Task details: Transcribe, exactly as they appear, only the lines from the one holding "point: decorative figurine" through the end of the entries below.

====== Working data

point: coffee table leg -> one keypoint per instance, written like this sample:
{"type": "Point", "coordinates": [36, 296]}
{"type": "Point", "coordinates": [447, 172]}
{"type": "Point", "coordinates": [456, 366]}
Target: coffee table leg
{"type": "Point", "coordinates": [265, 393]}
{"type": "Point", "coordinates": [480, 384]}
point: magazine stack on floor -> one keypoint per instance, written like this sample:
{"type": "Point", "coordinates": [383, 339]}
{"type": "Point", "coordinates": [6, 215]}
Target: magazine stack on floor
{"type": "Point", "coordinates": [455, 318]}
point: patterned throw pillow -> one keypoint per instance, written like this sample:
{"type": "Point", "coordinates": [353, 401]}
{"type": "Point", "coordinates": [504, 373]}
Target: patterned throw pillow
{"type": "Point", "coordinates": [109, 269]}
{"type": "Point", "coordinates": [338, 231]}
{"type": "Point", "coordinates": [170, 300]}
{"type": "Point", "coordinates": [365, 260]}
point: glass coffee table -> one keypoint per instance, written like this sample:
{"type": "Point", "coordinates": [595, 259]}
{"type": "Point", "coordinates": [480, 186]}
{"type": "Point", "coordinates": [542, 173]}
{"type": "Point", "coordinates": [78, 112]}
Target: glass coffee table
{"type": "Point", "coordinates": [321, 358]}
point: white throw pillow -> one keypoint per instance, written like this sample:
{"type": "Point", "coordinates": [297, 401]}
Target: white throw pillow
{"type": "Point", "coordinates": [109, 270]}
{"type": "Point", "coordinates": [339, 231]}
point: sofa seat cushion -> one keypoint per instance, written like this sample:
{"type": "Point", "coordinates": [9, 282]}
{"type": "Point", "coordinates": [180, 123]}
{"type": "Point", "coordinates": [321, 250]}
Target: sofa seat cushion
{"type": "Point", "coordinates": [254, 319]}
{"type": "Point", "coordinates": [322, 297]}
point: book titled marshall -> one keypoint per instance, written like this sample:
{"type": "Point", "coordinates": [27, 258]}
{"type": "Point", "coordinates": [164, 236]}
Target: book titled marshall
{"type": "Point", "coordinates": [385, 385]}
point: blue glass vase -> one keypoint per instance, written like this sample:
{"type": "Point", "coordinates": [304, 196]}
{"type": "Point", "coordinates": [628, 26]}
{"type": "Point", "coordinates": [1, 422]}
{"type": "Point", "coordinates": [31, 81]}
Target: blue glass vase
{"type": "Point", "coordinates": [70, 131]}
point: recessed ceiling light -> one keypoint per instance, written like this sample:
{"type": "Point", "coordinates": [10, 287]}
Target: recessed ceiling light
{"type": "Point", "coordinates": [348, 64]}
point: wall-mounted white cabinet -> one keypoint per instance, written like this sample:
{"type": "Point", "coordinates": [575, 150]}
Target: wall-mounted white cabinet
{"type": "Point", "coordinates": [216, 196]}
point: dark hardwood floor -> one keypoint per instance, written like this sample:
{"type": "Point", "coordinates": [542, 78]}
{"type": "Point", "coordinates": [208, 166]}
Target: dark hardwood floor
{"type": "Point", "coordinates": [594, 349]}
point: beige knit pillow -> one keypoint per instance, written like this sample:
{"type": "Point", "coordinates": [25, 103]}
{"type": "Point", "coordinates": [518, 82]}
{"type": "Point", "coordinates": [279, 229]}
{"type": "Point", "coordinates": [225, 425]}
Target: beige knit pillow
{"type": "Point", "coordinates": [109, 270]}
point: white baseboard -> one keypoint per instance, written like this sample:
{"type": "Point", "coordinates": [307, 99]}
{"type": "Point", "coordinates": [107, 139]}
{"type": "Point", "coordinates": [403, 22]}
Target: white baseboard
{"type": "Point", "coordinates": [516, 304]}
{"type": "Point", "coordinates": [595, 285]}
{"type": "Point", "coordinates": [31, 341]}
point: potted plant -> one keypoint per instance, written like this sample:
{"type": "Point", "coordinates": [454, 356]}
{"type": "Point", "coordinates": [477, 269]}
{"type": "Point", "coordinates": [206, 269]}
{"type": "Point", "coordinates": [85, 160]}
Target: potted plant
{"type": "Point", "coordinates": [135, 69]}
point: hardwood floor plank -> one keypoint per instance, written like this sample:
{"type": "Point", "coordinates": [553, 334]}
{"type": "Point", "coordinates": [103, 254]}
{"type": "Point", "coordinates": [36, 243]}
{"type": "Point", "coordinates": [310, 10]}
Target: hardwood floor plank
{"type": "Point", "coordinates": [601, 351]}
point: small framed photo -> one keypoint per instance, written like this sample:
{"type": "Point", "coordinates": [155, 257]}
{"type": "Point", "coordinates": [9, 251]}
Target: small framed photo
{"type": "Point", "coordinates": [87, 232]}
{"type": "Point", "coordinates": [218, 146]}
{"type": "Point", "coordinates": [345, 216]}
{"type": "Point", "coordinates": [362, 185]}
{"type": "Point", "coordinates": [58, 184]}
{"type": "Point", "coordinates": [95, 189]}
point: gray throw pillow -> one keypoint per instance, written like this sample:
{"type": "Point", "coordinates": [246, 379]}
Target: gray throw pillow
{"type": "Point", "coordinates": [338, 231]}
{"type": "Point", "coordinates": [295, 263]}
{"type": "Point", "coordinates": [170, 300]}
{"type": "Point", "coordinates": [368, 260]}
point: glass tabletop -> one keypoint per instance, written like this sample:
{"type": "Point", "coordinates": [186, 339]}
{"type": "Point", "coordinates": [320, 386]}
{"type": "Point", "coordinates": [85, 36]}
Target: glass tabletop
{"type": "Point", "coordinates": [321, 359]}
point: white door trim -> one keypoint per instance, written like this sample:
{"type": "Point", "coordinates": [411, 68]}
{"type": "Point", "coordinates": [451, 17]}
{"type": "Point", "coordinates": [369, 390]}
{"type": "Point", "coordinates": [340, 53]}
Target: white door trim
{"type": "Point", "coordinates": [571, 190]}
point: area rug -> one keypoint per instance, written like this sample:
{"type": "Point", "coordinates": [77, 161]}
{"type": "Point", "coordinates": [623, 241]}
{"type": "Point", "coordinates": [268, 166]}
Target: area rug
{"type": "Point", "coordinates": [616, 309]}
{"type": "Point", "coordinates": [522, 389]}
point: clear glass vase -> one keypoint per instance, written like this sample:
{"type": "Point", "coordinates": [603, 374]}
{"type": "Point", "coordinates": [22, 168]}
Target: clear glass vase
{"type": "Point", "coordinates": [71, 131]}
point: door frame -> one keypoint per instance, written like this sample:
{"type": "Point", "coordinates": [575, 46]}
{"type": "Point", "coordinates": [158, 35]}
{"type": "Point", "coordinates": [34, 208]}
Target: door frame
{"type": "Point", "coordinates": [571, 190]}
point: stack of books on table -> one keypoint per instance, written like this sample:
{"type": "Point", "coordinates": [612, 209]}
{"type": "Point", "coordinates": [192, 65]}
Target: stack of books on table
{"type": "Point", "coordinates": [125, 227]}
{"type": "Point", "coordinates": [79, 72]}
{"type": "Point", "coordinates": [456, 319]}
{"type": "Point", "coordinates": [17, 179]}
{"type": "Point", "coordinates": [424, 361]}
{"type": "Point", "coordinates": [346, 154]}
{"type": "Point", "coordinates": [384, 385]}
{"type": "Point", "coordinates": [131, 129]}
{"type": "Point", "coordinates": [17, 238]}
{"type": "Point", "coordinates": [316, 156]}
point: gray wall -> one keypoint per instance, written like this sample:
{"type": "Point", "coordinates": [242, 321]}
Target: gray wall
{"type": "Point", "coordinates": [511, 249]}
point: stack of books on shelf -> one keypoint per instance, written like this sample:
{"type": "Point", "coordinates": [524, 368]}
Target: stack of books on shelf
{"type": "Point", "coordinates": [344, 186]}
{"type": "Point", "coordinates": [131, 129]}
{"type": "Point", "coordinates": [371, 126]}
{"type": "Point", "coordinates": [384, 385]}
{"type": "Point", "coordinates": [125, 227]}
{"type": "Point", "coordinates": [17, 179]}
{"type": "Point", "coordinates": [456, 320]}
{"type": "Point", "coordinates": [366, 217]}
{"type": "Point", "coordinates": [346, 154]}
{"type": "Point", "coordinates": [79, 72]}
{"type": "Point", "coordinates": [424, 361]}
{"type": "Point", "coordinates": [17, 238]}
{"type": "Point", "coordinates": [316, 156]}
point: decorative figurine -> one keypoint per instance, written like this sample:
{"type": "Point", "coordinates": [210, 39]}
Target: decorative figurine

============

Result:
point: decorative figurine -> one keypoint per instance, written like this sample:
{"type": "Point", "coordinates": [210, 39]}
Target: decorative figurine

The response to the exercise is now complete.